- _Raw data_:

++++++

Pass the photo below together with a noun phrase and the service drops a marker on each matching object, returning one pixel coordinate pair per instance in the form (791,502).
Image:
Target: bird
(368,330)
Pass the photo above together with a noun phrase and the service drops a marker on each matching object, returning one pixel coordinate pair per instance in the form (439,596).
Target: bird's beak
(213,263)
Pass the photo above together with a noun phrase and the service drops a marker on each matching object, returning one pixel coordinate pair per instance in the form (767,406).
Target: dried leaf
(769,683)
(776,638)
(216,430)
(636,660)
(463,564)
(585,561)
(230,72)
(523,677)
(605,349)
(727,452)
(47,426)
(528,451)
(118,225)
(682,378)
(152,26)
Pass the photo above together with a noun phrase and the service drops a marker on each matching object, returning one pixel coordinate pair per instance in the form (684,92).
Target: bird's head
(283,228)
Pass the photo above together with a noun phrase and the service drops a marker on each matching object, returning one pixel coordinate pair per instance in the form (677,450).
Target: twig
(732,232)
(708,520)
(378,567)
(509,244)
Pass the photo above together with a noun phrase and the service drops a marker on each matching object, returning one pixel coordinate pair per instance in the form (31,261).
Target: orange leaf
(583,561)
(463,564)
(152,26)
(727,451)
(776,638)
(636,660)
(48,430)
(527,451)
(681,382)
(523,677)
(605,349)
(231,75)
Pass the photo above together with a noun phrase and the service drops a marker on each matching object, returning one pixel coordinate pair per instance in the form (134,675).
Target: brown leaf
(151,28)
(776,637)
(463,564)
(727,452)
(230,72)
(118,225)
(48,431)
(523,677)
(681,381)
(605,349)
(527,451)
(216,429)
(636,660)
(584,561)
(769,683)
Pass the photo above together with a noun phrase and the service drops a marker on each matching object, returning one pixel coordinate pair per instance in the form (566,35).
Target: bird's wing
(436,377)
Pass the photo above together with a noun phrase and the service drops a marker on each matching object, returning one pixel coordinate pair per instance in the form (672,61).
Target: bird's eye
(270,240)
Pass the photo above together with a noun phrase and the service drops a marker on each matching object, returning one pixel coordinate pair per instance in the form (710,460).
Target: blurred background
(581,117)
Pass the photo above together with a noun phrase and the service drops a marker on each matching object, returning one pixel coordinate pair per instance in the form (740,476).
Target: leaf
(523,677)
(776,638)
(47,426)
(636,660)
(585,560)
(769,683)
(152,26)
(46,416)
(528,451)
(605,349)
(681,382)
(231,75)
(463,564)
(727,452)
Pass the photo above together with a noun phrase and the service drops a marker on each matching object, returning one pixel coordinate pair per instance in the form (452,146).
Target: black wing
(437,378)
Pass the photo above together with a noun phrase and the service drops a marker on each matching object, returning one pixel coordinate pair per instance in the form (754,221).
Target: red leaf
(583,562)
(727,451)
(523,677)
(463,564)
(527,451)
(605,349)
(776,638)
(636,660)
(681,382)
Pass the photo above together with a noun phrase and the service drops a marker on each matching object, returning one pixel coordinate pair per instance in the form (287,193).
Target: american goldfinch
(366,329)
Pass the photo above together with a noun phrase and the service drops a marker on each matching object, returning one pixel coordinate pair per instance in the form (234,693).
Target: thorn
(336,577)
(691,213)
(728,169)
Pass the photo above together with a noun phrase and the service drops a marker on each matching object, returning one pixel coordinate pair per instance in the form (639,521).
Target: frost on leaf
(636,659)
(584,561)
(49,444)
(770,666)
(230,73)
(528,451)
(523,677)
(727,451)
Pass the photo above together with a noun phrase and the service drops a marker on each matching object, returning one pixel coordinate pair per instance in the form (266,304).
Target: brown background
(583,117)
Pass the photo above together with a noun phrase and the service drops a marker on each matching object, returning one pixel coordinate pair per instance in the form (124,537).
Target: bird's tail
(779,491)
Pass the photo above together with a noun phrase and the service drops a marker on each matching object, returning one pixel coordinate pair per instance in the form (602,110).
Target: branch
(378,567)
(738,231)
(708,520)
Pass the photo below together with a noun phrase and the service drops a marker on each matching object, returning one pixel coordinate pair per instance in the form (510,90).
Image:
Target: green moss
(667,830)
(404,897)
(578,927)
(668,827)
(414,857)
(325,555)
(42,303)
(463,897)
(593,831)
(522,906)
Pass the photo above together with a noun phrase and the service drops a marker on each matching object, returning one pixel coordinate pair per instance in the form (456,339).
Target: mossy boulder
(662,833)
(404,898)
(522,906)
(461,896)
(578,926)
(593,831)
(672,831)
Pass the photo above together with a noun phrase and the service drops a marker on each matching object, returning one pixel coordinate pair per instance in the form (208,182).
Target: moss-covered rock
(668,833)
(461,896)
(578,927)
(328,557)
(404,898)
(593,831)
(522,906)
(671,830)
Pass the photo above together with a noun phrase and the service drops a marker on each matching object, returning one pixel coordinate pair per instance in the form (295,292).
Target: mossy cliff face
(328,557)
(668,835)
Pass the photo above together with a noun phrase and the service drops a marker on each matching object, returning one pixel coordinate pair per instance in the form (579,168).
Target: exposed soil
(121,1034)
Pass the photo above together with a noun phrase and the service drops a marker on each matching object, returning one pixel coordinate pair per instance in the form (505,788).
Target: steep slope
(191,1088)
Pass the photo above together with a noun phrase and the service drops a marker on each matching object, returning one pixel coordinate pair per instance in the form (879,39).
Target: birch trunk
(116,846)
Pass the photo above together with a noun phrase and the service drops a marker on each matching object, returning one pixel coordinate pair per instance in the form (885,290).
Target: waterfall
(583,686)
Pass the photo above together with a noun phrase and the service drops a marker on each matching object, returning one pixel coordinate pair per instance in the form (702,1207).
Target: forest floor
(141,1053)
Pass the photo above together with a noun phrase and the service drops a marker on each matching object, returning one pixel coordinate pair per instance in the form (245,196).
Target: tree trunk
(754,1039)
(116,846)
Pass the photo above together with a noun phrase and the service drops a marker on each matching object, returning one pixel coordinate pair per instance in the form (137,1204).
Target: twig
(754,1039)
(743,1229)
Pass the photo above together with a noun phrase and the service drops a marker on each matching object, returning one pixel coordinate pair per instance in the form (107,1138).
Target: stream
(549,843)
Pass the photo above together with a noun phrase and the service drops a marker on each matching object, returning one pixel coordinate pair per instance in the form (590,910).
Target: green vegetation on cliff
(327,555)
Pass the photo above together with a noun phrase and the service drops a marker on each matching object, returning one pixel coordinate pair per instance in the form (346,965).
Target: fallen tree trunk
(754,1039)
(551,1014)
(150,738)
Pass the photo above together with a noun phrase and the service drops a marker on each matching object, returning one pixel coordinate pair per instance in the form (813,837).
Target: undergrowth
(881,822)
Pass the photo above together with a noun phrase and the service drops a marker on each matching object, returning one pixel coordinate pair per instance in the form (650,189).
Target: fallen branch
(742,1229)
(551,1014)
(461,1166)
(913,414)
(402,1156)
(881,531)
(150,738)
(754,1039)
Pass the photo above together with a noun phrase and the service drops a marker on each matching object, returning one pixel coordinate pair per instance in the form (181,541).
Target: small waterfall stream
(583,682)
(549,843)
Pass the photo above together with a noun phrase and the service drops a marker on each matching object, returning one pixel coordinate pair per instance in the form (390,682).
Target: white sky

++++++

Every line of the listing above is to be written out again exactly.

- _Written solution_:
Pass the photo below together with a noun phrase and the service drops a marker on each matching object, returning one pixel coordinate pair per instance in the form (791,502).
Image:
Target: bird
(368,330)
Pass the photo above together with a noun phrase and the service drops a marker on each matching object, returning one pixel coordinate pair per instance in the form (439,596).
Target: bird's beak
(213,263)
Pass the photo above together with a noun phrase and the service drops a marker on each matching object, returning one pixel coordinate pair per instance in the form (767,406).
Target: dried leaf
(769,683)
(776,638)
(216,430)
(636,660)
(463,564)
(585,561)
(230,72)
(523,677)
(605,349)
(727,452)
(47,426)
(528,451)
(118,225)
(682,378)
(152,26)
Pass the photo above together with a noun phrase and the service drops a marker on each matching object, returning one pixel coordinate pair per instance in the form (684,92).
Target: bird's head
(283,228)
Pass the photo above together with a noun phrase and the service drops a marker on each matching object, returning one pixel coordinate pair per instance in the form (677,450).
Target: twig
(732,232)
(708,520)
(378,567)
(509,244)
Pass the photo above together with a noun phrase and the service drops a marker on each matching object, returning one pixel coordinate pair per instance in the form (31,261).
Target: orange leaf
(583,561)
(463,564)
(152,26)
(727,451)
(776,638)
(636,660)
(48,430)
(527,451)
(681,382)
(523,677)
(605,349)
(231,75)
Pass the photo above together with a noun phrase and the service drops a marker on each matching object, returning one pixel coordinate pair per instance in the form (134,675).
Target: brown leaf
(151,28)
(776,637)
(463,564)
(727,452)
(230,72)
(118,225)
(48,431)
(523,677)
(681,381)
(605,349)
(527,451)
(216,429)
(636,660)
(584,561)
(769,683)
Pass the photo above together with a noun phrase and the service drops a marker on each matching object, returning one pixel coordinate pair per instance in the form (566,35).
Target: bird's wing
(436,377)
Pass the photo above together with a noun phrase and the service drops a marker on each matching object, returning one pixel coordinate pair per instance in the form (672,61).
Target: bird's eye
(270,240)
Pass the photo above together with a noun phrase and the service drops a marker on each matching object, returning one pixel coordinate pair per instance in the form (710,460).
Target: blurred background
(581,117)
Pass the photo above together with a noun phrase and the service drops a marker on each matching object, returning one pixel coordinate pair per instance in the form (740,476).
Target: leaf
(523,677)
(776,638)
(47,426)
(636,660)
(585,560)
(769,683)
(152,26)
(46,416)
(528,451)
(605,349)
(681,382)
(231,75)
(463,564)
(727,452)
Pass the photo above together with a noun phrase and the service drops a marker on each matching object, returning one pixel coordinate pair per instance in the form (452,146).
Target: black wing
(437,378)
Pass the photo above together with a noun phrase and the service drops a marker on each matching object, returning one pixel coordinate pair per instance in the form (754,221).
Target: red leaf
(583,562)
(727,451)
(523,677)
(463,564)
(527,451)
(605,349)
(776,638)
(636,660)
(681,382)
Pass the photo above together with a noun phrase and the service drops a marker on each matching object, returning one pixel coordinate pair per instance in the form (287,193).
Target: american goldfinch
(366,329)
Pass the photo above together with a noun phrase and the service drops a marker on each matching object, returning one pixel coordinate pair per instance in the form (234,693).
Target: thorn
(336,577)
(691,213)
(728,169)
Pass the photo above together with a noun phrase and the service drops a marker on each matching object, returning one pixel coordinate pair per instance in the form (639,521).
Target: frost on leaf
(636,659)
(584,561)
(49,444)
(770,666)
(230,73)
(528,451)
(523,677)
(727,451)
Pass the photo above together with a noun phrase and the service drops a marker on each matching object, returning one pixel coordinate pair per instance in the form (266,304).
Target: brown background
(583,117)
Pass the photo above together with a noun phrase and the service drops a marker on each matching object, returning one pixel coordinate pair per instance in the form (124,537).
Target: bird's tail
(779,491)
Pass the photo above together with a noun phrase and the service drops a marker on each matching object, returning one pixel coordinate pair per instance in the form (602,110).
Target: branch
(378,567)
(738,231)
(708,520)
Pass the photo below together with a noun phrase and the service drops a marker on each matching object, returning one pixel coordinate pair per instance in the form (510,90).
Image:
Target: green moss
(667,830)
(404,897)
(578,927)
(668,827)
(414,857)
(325,555)
(42,303)
(463,897)
(593,831)
(522,906)
Pass the photo above together with a noun phrase and the service drops a marker on each matching object, returning one pixel coordinate pair per instance in the form (456,339).
Target: mossy boulder
(662,833)
(404,898)
(522,906)
(461,896)
(578,926)
(593,831)
(672,831)
Pass the photo above together with a noun phrase and the service drops a marker on each matching object, returning one pixel coordinate pair per instance in the form (208,182).
Target: moss-covered rock
(668,833)
(461,896)
(578,927)
(328,557)
(404,898)
(593,831)
(522,906)
(671,830)
Pass the photo above together with a noun phrase and the service drops a marker on each matching object, returning one pixel coordinate pair per instance in the form (295,292).
Target: mossy cliff face
(328,557)
(668,835)
Pass the photo above together with a noun phrase and the service drops a marker on each matching object, returning one pixel coordinate pair per instance in the form (579,168).
Target: exposed soil
(121,1034)
Pass the photo above together with a noun phrase and the service drops a marker on each matching object, returning one pixel coordinate pair per instance in the form (505,788).
Target: steep slope
(191,1088)
Pass the photo above together with a noun phrase and the service drops a marker on each matching object, returning one pixel coordinate pair per instance in the form (879,39).
Target: birch trunk
(116,846)
Pass the photo above together with a noun phrase and the service drops a marker on each matching object, returning one pixel coordinate pair per instance in the form (885,290).
Target: waterfall
(583,686)
Pass the photo above together with a noun phrase and the service drops a marker on each matching object, returning one pixel coordinate pair per instance in the form (702,1207).
Target: forest floor
(141,1053)
Pass the photo above together with a noun phrase and the service drops a marker on each matching object, returning one pixel coordinate pair per instance in the form (245,196).
Target: tree trunk
(754,1039)
(116,846)
Pass the photo above together with a noun phrase and the service drops a marker on each matching object, returning one pixel coordinate pair per instance in the form (137,1204).
Target: twig
(754,1039)
(743,1229)
Pass the photo above together with a noun phrase and the service drops a marker on each matching object, returning one pixel coordinate pair per instance in the form (107,1138).
Target: stream
(549,843)
Pass the photo above together with a noun phrase and the service drops a marker on each matching object, returning one pixel coordinate pair per instance in the form (590,910).
Target: green vegetation on cliff
(327,555)
Pass the photo above together with a noun phrase and the service drops a marker on each matching object, returning one pixel coordinate pair per instance in the form (346,965).
Target: fallen tree trunk
(754,1039)
(551,1014)
(150,738)
Pass the photo above together with a noun phrase and the service drops a marker on each matching object, returning one pixel coordinate pair per instance in the form (813,837).
Target: undergrowth
(881,822)
Pass the photo above together with a noun phrase and the service drops a marker on each matching object, returning one pixel coordinate pair per instance in the form (650,189).
Target: fallen branch
(742,1229)
(551,1014)
(461,1166)
(913,414)
(402,1156)
(881,531)
(150,738)
(754,1039)
Pass the photo above together with a noun phrase and the service drops a marker on each matching object, returning one pixel coordinate pair per instance in the form (181,541).
Target: small waterfall stream
(583,682)
(549,843)
Pass the photo above together with a noun phrase and the service drops a marker on each matching object, returning one pixel coordinate pair per instance in the form (390,682).
Target: white sky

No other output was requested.